-- WHAT IS BEING ASKED --
Return each line of the items below that contains the word "wheel".

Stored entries

━━━━━━

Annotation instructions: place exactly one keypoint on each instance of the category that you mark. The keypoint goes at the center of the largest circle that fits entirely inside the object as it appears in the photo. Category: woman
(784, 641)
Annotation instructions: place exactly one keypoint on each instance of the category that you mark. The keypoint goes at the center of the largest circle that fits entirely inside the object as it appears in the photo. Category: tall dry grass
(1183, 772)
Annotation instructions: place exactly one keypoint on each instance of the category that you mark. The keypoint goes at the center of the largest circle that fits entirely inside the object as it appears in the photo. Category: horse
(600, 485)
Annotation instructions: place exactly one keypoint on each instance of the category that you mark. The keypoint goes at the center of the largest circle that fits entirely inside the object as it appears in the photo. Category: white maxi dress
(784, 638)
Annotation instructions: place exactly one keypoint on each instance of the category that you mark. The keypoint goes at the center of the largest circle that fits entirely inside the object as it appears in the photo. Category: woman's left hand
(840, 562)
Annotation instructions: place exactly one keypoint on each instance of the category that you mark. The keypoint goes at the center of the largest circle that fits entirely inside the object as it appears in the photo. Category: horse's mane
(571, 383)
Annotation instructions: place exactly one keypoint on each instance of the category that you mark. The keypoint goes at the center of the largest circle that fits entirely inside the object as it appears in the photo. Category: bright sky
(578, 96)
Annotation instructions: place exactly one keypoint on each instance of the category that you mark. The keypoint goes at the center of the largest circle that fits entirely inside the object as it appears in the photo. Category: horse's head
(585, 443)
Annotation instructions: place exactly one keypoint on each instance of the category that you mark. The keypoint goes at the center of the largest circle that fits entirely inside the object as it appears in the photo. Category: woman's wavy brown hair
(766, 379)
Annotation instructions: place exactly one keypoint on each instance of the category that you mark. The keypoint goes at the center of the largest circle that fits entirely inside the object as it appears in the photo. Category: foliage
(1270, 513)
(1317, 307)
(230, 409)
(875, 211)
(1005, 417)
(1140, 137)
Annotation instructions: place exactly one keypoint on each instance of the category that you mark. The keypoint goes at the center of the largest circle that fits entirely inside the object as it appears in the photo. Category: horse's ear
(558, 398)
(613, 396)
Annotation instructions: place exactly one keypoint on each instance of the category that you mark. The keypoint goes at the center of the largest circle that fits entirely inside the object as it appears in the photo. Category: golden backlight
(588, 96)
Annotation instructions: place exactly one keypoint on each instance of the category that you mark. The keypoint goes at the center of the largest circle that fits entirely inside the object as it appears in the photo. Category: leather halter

━━━━━━

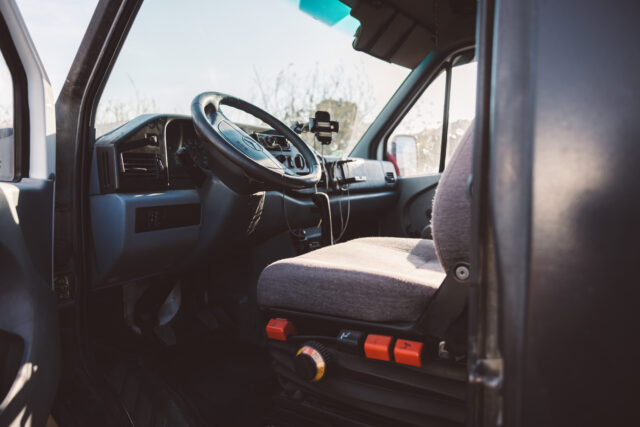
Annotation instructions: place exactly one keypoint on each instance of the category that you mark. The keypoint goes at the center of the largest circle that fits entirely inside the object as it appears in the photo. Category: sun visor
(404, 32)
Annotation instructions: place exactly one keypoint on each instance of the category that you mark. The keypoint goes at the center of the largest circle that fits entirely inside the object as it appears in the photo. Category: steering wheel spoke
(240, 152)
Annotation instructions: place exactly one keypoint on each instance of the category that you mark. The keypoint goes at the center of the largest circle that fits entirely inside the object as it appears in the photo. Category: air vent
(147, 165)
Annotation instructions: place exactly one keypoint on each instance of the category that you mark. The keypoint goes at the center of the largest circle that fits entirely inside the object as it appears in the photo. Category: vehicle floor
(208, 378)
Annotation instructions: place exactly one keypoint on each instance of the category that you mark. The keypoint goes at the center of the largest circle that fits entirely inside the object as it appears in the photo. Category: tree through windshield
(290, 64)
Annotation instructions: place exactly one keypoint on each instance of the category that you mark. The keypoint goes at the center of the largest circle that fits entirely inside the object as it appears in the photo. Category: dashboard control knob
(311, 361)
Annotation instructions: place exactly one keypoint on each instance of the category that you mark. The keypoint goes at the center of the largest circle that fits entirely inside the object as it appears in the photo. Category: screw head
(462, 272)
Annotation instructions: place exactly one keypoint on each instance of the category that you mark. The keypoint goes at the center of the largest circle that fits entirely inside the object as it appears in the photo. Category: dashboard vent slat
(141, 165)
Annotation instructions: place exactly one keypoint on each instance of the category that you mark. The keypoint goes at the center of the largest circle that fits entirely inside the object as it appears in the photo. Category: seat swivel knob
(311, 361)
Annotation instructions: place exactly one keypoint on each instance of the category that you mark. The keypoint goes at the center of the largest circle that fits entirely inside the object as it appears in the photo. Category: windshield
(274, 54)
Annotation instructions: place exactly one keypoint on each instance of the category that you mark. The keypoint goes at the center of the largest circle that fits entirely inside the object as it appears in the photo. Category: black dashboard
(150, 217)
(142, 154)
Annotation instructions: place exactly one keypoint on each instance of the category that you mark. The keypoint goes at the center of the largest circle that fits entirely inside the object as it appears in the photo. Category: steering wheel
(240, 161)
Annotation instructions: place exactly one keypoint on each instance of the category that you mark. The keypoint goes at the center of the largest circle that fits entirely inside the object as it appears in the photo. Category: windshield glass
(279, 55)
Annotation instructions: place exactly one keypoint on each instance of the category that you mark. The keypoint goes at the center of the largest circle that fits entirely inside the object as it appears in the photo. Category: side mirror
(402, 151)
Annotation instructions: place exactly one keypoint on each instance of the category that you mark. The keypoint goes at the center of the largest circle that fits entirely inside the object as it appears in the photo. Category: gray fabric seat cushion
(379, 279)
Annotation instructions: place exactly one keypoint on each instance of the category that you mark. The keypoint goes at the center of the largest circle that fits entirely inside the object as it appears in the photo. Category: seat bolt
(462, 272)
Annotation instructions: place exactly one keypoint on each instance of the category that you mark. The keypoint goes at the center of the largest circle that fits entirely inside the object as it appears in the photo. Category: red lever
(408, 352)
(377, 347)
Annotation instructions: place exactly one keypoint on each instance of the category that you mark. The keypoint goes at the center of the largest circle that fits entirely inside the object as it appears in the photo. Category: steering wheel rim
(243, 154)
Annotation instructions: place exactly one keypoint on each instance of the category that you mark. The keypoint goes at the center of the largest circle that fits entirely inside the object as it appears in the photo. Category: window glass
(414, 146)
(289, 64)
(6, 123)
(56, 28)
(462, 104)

━━━━━━

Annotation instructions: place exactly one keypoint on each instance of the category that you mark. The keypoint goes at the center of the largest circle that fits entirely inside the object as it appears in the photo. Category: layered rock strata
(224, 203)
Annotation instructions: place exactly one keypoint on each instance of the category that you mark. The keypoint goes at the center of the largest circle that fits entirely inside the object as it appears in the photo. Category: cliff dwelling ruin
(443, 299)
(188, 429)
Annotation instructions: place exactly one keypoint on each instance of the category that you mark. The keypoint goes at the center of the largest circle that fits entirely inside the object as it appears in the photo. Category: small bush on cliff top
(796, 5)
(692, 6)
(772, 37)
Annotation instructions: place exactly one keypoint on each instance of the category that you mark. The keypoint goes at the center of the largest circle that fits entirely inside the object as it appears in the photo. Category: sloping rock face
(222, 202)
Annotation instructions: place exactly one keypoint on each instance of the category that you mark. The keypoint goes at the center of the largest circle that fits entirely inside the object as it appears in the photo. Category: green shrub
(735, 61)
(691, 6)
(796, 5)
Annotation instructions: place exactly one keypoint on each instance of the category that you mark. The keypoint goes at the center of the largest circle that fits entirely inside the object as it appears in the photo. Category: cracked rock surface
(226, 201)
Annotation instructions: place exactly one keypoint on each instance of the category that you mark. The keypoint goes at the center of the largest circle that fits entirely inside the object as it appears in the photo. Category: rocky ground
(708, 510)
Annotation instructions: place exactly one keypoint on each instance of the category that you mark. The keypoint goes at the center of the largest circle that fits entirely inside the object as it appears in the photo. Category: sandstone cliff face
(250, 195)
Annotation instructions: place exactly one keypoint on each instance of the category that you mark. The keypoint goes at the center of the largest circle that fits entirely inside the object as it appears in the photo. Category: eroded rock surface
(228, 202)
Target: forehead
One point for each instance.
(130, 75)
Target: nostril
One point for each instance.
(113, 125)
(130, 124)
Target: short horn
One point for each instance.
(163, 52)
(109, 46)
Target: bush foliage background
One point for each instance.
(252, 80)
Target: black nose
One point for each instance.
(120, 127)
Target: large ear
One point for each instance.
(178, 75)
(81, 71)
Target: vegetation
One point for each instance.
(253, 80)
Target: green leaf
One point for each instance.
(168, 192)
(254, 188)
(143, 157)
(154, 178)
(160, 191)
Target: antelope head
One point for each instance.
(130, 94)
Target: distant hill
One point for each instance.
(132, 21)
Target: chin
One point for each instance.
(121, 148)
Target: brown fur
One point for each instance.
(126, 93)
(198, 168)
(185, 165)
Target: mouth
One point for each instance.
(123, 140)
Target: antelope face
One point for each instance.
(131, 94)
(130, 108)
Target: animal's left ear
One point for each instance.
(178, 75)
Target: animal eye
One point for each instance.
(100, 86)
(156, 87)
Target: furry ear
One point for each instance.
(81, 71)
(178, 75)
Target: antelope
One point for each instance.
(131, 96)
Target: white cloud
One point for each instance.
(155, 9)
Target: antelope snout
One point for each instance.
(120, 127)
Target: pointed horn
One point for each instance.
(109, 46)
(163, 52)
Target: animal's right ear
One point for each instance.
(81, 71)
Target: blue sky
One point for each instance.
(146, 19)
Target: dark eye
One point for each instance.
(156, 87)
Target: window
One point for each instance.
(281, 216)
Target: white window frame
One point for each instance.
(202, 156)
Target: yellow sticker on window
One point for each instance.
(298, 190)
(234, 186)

━━━━━━

-- COMPLETED EXERCISE --
Annotation instructions: place exactly one keypoint on each instance of the category that you mark. The keypoint goes at the center of the largest circle that fits entirely inside the object as it appears in the photo. Category: steering wheel spoke
Annotation instructions: place exactly one keypoint on each instance of the category that you mark. The keypoint goes at the center of the largest circle that fits entirely inside the object as it appears in the photo. Category: steering wheel
Annotation instructions: place exactly one keypoint on each instance of the category that you mark. The keypoint goes at the center of the largest circle that fits entirely inside the object as it appears in the photo. Category: steering wheel rim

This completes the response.